EXCERPT:
Start of Block
Strengthening New York's Public Health System for the 21st Century
REPORT OF THE PUBLIC HEALTH INFRASTRUCTURE WORK GROUP TO THE PUBLIC HEALTH COUNCIL
APPENDIX D NEW YORK STATE DEMOGRAPHIC PROFILE
According to the 2000 Census, New York State was home to almost 19 million (18,976,457) people. This was an increase of 5.5% over the 1990 population. New York City contained more than 42% of the State's population with over 8 million (8,008,276) residents. This was a 9.4% increase from 1990. An additional 23% of the State's population resided in the six counties closest to New York City, all of which experienced at least moderate growth since 1990.
There is a wide variation in population density across New York State. New York County (Manhattan) has the highest population density of 54,900 people per square mile, while Hamilton County (Adirondack Region) has the lowest density of only 3 people per square mile. About 26% of New Yorkers live in rural areas, compared to 36% nationwide.
End of Block
PROVIDED MATERIAL:
Start of Block
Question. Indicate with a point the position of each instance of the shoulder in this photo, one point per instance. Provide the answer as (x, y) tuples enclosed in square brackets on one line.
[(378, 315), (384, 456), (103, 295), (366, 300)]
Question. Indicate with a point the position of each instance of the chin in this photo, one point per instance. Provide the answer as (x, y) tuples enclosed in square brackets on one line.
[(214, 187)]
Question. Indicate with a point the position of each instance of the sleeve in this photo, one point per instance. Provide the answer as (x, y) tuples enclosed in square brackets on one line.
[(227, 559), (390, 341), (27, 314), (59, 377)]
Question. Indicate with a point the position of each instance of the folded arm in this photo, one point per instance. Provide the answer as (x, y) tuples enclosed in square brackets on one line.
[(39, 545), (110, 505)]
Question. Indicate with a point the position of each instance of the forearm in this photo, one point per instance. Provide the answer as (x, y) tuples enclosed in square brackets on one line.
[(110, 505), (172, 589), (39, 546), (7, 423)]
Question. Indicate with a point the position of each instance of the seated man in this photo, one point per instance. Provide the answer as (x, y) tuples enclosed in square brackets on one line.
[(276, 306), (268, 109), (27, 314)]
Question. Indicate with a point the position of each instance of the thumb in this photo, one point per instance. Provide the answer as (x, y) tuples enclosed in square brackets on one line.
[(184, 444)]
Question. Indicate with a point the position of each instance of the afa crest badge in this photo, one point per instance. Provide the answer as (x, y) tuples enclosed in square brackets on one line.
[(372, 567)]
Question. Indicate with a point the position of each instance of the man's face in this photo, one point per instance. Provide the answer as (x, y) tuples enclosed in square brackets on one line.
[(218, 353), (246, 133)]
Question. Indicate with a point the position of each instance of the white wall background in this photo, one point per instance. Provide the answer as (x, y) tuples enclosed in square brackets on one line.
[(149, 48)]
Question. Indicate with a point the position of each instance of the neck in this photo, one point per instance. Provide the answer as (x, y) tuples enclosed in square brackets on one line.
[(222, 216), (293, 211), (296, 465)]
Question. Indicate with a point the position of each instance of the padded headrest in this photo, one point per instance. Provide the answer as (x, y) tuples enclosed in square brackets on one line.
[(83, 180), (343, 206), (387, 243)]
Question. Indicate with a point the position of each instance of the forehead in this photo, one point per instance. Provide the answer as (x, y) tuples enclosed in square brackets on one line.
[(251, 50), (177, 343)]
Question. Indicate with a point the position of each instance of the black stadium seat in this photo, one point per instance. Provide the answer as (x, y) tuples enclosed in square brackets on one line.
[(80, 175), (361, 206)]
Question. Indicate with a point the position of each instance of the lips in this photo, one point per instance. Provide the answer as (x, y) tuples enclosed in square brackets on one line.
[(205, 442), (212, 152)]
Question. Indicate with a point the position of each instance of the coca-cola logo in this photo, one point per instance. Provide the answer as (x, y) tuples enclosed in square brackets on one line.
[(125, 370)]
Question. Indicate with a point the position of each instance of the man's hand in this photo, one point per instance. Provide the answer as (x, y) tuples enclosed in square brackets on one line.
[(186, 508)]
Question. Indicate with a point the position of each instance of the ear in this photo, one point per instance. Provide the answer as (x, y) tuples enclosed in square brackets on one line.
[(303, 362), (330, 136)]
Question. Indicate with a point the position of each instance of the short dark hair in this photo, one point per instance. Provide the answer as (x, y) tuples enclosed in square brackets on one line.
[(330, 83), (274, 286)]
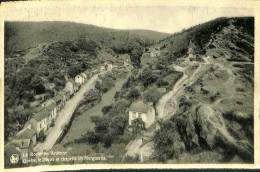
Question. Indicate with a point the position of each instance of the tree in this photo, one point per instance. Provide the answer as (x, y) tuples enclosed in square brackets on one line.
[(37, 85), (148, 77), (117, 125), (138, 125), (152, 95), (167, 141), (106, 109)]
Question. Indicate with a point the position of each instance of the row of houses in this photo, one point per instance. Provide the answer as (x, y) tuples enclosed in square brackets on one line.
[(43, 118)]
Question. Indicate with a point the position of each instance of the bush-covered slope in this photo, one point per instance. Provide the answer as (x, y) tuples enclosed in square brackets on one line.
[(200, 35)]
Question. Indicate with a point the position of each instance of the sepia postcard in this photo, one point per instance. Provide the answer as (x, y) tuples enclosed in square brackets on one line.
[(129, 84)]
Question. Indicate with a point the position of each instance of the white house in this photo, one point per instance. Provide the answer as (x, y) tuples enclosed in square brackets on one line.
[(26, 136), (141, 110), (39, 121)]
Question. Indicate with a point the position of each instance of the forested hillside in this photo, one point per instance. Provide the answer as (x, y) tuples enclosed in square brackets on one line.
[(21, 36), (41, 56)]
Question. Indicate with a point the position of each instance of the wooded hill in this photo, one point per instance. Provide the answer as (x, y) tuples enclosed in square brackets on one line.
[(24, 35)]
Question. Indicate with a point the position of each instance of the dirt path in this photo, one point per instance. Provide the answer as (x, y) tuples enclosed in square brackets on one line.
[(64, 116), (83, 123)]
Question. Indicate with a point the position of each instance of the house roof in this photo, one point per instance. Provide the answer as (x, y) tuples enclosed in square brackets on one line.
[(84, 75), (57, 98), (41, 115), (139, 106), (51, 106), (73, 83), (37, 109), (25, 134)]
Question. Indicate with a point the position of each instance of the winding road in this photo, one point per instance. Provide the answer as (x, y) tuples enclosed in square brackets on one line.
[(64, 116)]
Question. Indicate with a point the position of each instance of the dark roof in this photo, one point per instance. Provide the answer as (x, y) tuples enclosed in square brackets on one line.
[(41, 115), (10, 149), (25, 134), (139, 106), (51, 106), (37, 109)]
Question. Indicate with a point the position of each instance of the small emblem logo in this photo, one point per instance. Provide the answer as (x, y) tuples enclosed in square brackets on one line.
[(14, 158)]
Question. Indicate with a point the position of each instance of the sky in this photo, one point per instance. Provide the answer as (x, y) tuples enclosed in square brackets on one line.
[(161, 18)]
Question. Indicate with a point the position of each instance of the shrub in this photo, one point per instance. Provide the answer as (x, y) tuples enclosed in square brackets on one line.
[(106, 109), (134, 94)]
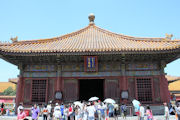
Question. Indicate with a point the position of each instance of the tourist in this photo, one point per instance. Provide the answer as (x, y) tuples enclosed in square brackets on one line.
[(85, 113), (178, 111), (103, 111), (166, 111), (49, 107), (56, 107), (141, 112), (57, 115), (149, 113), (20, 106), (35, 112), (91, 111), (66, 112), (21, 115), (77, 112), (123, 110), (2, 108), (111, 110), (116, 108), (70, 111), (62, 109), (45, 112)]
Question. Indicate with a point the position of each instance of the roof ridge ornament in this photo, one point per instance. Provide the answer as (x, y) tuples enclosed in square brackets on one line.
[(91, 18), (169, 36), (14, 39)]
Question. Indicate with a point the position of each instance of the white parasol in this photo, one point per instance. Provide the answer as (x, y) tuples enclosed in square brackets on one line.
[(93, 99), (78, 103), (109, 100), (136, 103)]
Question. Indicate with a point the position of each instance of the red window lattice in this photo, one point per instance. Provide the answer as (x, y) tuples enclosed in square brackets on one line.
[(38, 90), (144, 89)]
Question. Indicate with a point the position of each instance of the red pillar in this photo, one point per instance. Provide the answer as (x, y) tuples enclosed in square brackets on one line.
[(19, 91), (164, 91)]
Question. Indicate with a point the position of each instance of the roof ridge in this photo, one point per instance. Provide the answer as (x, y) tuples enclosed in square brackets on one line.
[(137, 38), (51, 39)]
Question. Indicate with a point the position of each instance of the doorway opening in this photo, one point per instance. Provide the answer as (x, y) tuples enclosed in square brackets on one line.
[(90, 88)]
End of Block
EXERCISE SET:
1. According to the New York State demographic profile, which county has the lowest population density, and what is that density?
2. Continue the New York State demographic profile from the end of its last paragraph.
The listing has no connection to the New York State demographic profile.

ANSWERS BELOW:
1. Hamilton County (Adirondack Region), with only 3 people per square mile.

2.
Of New York's 2000 population, 4.7 million (24.7%) were under 18 years of age; 11.9 million (62.4%) were 18 to 64 years of age, and 2.4 million (12.9%) were 65 years of age or older. The median age has increased from 30.3 years in 1970, to 32.0 years in 1980, to 33.8 years in 1990 to 35.9 years in 2000. This increase reflects the aging of the "Baby Boomers" born between 1946 and 1964, as well as the longer survival rates of the elderly. The increase in the median age also reflects a change in age distribution towards the older ages, as seen in the 1990 and 2000 population pyramids in Figure 1 presented below.
The life expectancy at birth for New York State residents has increased from 75.2 years in 1991 to 78.1 years in 2000.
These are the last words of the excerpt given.